-- Set task --
Lay out every line of the records below as a Markdown table with the columns "No." and "Text", numbering the rows in order and dropping any blank lines.
----
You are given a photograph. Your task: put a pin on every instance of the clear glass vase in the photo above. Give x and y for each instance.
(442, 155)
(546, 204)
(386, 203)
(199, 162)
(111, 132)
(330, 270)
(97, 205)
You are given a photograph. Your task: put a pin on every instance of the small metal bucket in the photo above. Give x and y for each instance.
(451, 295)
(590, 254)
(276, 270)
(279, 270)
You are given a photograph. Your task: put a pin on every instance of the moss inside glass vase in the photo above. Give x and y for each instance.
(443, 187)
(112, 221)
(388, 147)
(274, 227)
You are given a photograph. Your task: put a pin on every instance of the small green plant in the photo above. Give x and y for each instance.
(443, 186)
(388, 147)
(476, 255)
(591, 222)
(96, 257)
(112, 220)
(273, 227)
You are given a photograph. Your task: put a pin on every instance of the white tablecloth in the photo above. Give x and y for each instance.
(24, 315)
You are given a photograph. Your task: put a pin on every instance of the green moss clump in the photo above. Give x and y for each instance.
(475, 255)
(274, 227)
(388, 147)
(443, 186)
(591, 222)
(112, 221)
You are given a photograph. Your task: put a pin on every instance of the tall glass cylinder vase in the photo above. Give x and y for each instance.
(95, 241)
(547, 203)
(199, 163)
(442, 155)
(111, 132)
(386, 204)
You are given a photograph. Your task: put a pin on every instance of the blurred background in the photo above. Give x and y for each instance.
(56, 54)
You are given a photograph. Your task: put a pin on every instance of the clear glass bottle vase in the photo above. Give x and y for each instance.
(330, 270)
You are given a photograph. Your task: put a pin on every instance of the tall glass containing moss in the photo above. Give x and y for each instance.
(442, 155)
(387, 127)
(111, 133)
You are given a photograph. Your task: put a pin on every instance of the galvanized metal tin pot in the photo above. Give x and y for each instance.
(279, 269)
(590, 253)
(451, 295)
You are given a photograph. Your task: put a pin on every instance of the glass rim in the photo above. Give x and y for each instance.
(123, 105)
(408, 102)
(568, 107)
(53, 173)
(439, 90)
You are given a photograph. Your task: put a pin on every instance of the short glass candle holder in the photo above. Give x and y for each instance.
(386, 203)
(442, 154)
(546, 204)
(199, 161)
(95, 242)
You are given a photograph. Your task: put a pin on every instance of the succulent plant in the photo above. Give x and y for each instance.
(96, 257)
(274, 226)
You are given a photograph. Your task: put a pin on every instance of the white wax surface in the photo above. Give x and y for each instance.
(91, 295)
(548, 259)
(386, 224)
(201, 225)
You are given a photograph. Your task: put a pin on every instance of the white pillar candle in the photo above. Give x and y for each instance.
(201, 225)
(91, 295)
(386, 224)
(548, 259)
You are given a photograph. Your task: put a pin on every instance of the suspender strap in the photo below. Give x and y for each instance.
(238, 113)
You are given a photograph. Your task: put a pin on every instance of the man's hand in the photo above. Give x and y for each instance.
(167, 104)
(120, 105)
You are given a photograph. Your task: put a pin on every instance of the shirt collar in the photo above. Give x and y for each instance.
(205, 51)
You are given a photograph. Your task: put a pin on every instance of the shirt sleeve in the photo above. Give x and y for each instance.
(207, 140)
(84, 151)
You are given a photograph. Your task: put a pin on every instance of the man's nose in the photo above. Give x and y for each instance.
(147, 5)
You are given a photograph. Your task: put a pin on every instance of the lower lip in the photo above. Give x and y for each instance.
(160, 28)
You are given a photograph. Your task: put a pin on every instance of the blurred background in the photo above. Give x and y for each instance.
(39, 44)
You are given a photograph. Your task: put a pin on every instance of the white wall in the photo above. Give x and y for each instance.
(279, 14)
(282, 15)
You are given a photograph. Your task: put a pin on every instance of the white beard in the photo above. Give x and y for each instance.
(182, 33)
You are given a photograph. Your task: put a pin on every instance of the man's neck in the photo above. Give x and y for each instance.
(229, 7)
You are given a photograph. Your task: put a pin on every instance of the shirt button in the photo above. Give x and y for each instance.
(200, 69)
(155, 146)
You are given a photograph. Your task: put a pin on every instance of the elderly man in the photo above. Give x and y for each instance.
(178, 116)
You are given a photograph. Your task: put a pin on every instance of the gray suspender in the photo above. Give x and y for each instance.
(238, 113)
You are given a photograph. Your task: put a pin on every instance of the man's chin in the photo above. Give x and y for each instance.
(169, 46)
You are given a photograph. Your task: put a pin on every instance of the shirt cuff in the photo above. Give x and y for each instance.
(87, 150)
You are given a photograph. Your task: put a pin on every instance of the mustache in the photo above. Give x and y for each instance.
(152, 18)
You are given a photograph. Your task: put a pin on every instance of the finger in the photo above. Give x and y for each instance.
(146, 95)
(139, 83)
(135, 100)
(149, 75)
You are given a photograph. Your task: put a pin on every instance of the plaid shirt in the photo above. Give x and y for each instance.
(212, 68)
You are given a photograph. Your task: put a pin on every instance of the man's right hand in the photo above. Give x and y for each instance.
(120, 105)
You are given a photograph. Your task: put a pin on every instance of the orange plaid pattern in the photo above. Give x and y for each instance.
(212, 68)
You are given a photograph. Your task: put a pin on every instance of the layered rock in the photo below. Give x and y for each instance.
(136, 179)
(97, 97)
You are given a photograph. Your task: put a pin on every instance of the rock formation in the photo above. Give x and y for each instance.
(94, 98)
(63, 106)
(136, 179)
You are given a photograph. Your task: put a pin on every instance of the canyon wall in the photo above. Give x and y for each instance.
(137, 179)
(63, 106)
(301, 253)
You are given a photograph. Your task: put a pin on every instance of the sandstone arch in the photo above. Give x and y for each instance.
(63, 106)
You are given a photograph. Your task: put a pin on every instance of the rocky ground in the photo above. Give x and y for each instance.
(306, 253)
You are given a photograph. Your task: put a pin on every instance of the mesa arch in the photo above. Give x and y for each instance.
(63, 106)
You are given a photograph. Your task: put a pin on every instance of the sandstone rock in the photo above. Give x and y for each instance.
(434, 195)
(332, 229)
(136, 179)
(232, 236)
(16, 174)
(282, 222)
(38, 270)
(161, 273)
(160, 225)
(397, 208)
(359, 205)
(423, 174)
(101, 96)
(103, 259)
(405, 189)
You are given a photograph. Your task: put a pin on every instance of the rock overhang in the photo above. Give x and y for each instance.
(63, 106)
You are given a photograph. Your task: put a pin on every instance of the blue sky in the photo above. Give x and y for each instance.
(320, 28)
----
-- Task response --
| No. | Text |
|---|---|
| 1 | You are given a photograph. Your task: put a pin on every instance of the clear glass vase in the photo above. Give x and y for each instance. |
| 2 | (442, 155) |
| 3 | (546, 204) |
| 4 | (386, 203) |
| 5 | (199, 162) |
| 6 | (111, 132) |
| 7 | (330, 270) |
| 8 | (97, 205) |
| 9 | You are given a photograph. Your task: put a pin on every instance of the small metal bucket in the photo above. Give x and y for each instance. |
| 10 | (451, 295) |
| 11 | (590, 254) |
| 12 | (276, 270) |
| 13 | (279, 270) |
| 14 | You are given a photograph. Your task: put a pin on every instance of the moss inside glass vase in the photo above. Give x and y for each instance. |
| 15 | (443, 187) |
| 16 | (112, 221) |
| 17 | (388, 147) |
| 18 | (274, 227) |
| 19 | You are given a photograph. Your task: put a pin on every instance of the small green plant in the photo above. Give x and y for each instance. |
| 20 | (443, 186) |
| 21 | (388, 147) |
| 22 | (476, 255) |
| 23 | (591, 222) |
| 24 | (96, 257) |
| 25 | (112, 220) |
| 26 | (273, 227) |
| 27 | You are given a photograph. Your task: put a pin on every instance of the white tablecloth in the photo above. Give x and y for each instance. |
| 28 | (24, 315) |
| 29 | You are given a photograph. Your task: put a pin on every instance of the green moss clump in the photo above. Give x and y for each instance. |
| 30 | (475, 255) |
| 31 | (274, 227) |
| 32 | (388, 147) |
| 33 | (443, 186) |
| 34 | (591, 222) |
| 35 | (112, 221) |
| 36 | You are given a photograph. Your task: put a pin on every instance of the tall glass cylinder vase in the photo above. Give x and y for each instance. |
| 37 | (95, 241) |
| 38 | (547, 203) |
| 39 | (199, 163) |
| 40 | (442, 155) |
| 41 | (111, 132) |
| 42 | (386, 204) |
| 43 | You are given a photograph. Your task: put a pin on every instance of the blurred background in the photo above. Give x and y for each instance. |
| 44 | (56, 54) |
| 45 | You are given a photograph. Your task: put a pin on every instance of the clear glass bottle vase in the photo above. Give x and y for each instance. |
| 46 | (330, 270) |
| 47 | You are given a photograph. Your task: put a pin on every instance of the tall glass containing moss in the photo above. Give x and y for each instance. |
| 48 | (442, 155) |
| 49 | (387, 127) |
| 50 | (111, 133) |
| 51 | You are given a photograph. Your task: put a pin on every instance of the galvanized metal tin pot in the photo above. Give x and y for each instance. |
| 52 | (279, 269) |
| 53 | (590, 253) |
| 54 | (451, 295) |
| 55 | You are given a photograph. Your task: put a pin on every instance of the glass rim in the photo above. Give x and y for each instance. |
| 56 | (123, 105) |
| 57 | (408, 102) |
| 58 | (568, 107) |
| 59 | (53, 173) |
| 60 | (439, 90) |
| 61 | You are given a photograph. Your task: put a pin on every instance of the short glass candle holder in the photo above. Give x and y for each instance. |
| 62 | (386, 203) |
| 63 | (442, 154) |
| 64 | (546, 204) |
| 65 | (199, 161) |
| 66 | (95, 242) |
| 67 | You are given a photograph. Your task: put a pin on every instance of the succulent plant in the photo above. Give x and y for each instance. |
| 68 | (96, 257) |
| 69 | (274, 226) |
| 70 | You are given a photograph. Your task: put a pin on every instance of the white wax surface in the photo above. Give x and y for each instance. |
| 71 | (91, 295) |
| 72 | (548, 259) |
| 73 | (386, 224) |
| 74 | (201, 225) |
| 75 | You are given a photograph. Your task: put a pin on every instance of the white pillar candle in the photo above. Give x and y for each instance. |
| 76 | (201, 225) |
| 77 | (91, 295) |
| 78 | (386, 224) |
| 79 | (548, 259) |
| 80 | You are given a photograph. Your task: put a pin on every instance of the suspender strap in the photo below. Give x and y for each instance. |
| 81 | (238, 113) |
| 82 | You are given a photograph. Your task: put a pin on every instance of the man's hand in the photo above. Give x and y for each instance. |
| 83 | (167, 104) |
| 84 | (120, 105) |
| 85 | You are given a photograph. Your task: put a pin on every instance of the shirt collar in the photo above. Give x and y for each instance. |
| 86 | (205, 51) |
| 87 | You are given a photograph. Your task: put a pin on every instance of the shirt sleeve in the photo above. Give x and y for each instance. |
| 88 | (207, 140) |
| 89 | (84, 151) |
| 90 | You are given a photograph. Your task: put a pin on every instance of the man's nose in the photo above. Give x and y for each instance. |
| 91 | (147, 5) |
| 92 | You are given a photograph. Your task: put a pin on every instance of the lower lip in the photo above. Give x and y for each instance. |
| 93 | (160, 28) |
| 94 | You are given a photograph. Your task: put a pin on every instance of the blurred background in the photo above. Give x and y for each instance. |
| 95 | (39, 44) |
| 96 | You are given a photograph. Your task: put a pin on every instance of the white wall in the photo above. Give x and y for each instance. |
| 97 | (279, 14) |
| 98 | (282, 15) |
| 99 | You are given a photograph. Your task: put a pin on every instance of the white beard in the photo above. Give x and y for each instance. |
| 100 | (182, 33) |
| 101 | You are given a photograph. Your task: put a pin on every instance of the man's neck in the photo above. Give x and y for each instance. |
| 102 | (229, 7) |
| 103 | You are given a photograph. Your task: put a pin on every instance of the shirt button in the photo above. Give x and y for each instance. |
| 104 | (200, 69) |
| 105 | (155, 146) |
| 106 | You are given a photograph. Your task: put a pin on every instance of the elderly man in the photo above. Give x and y for each instance. |
| 107 | (178, 116) |
| 108 | You are given a photograph. Your task: put a pin on every instance of the gray suspender in the photo above. Give x and y for each instance. |
| 109 | (238, 113) |
| 110 | You are given a photograph. Your task: put a pin on every instance of the man's chin in the photo above. Give x and y for each instance. |
| 111 | (169, 46) |
| 112 | You are given a photograph. Your task: put a pin on every instance of the shirt cuff in the photo above. Give x and y for each instance. |
| 113 | (87, 150) |
| 114 | You are given a photograph. Your task: put a pin on every instance of the mustache in the photo above. Give x and y for each instance. |
| 115 | (152, 18) |
| 116 | You are given a photograph. Your task: put a pin on every instance of the finger in the photo above. Give x and y for each instance. |
| 117 | (146, 95) |
| 118 | (139, 83) |
| 119 | (135, 100) |
| 120 | (149, 75) |
| 121 | You are given a photograph. Your task: put a pin on every instance of the plaid shirt in the photo above. Give x and y for each instance. |
| 122 | (212, 68) |
| 123 | You are given a photograph. Your task: put a pin on every instance of the man's right hand in the photo above. Give x and y for each instance. |
| 124 | (120, 105) |
| 125 | You are given a photograph. Your task: put a pin on every instance of the orange plaid pattern in the photo above. Give x and y for each instance. |
| 126 | (212, 68) |
| 127 | You are given a photograph. Your task: put a pin on every instance of the layered rock in the photo below. Give x and y for each instance. |
| 128 | (136, 179) |
| 129 | (97, 97) |
| 130 | You are given a photograph. Your task: put a pin on every instance of the rock formation in the photo above. Give x and y for each instance. |
| 131 | (94, 98) |
| 132 | (63, 106) |
| 133 | (136, 179) |
| 134 | You are given a photograph. Your task: put a pin on every instance of the canyon wall in the photo above. Give x and y for each instance. |
| 135 | (137, 179) |
| 136 | (63, 106) |
| 137 | (301, 253) |
| 138 | You are given a photograph. Your task: put a pin on every instance of the sandstone arch in the photo above. Give x and y for each instance. |
| 139 | (63, 106) |
| 140 | You are given a photograph. Your task: put a pin on every instance of the rocky ground in the photo above. Give x and y for each instance. |
| 141 | (306, 253) |
| 142 | You are given a photograph. Your task: put a pin on every instance of the mesa arch in the photo above. Give x and y for each instance. |
| 143 | (63, 106) |
| 144 | You are given a photograph. Your task: put a pin on every instance of the sandstone rock in the photo above. Give x and y for each instance. |
| 145 | (434, 195) |
| 146 | (332, 229) |
| 147 | (136, 179) |
| 148 | (232, 236) |
| 149 | (16, 174) |
| 150 | (282, 222) |
| 151 | (38, 270) |
| 152 | (161, 273) |
| 153 | (160, 225) |
| 154 | (397, 208) |
| 155 | (359, 205) |
| 156 | (423, 174) |
| 157 | (101, 96) |
| 158 | (103, 259) |
| 159 | (405, 189) |
| 160 | You are given a photograph. Your task: put a pin on every instance of the rock overhang in the photo above. Give x and y for each instance. |
| 161 | (63, 106) |
| 162 | You are given a photograph. Your task: put a pin on every instance of the blue sky in the photo above. Give x and y for each instance. |
| 163 | (320, 28) |